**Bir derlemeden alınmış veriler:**

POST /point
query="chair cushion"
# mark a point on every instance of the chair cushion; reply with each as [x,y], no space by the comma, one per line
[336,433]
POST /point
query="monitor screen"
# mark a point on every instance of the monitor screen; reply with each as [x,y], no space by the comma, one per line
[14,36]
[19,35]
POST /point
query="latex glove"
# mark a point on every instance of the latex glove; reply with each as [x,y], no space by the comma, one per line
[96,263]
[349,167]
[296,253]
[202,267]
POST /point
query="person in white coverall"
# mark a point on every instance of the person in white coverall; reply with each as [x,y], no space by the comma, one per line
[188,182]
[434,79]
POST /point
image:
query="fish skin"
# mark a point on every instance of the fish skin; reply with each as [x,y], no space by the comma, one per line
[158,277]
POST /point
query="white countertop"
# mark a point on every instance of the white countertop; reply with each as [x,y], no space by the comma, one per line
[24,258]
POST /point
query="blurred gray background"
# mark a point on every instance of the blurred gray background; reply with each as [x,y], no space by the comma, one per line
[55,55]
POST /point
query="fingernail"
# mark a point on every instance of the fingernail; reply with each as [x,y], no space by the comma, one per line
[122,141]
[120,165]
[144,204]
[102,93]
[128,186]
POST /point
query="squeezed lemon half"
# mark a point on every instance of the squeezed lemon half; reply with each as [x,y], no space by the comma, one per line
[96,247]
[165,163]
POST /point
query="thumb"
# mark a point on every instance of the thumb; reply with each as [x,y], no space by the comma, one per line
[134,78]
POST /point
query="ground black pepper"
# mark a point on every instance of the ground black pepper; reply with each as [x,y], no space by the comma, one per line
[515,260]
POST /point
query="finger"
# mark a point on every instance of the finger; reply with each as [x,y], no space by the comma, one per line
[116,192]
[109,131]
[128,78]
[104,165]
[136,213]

**Verilen Alıştırma:** Yukarıdaki listeden "skin" dizesini içeren bütün satırları çıkarın.

**Çözümlü Problem:**
query="fish skin"
# mark a point on every instance of the fish skin; reply with each as [x,y], no space by the comma, one per line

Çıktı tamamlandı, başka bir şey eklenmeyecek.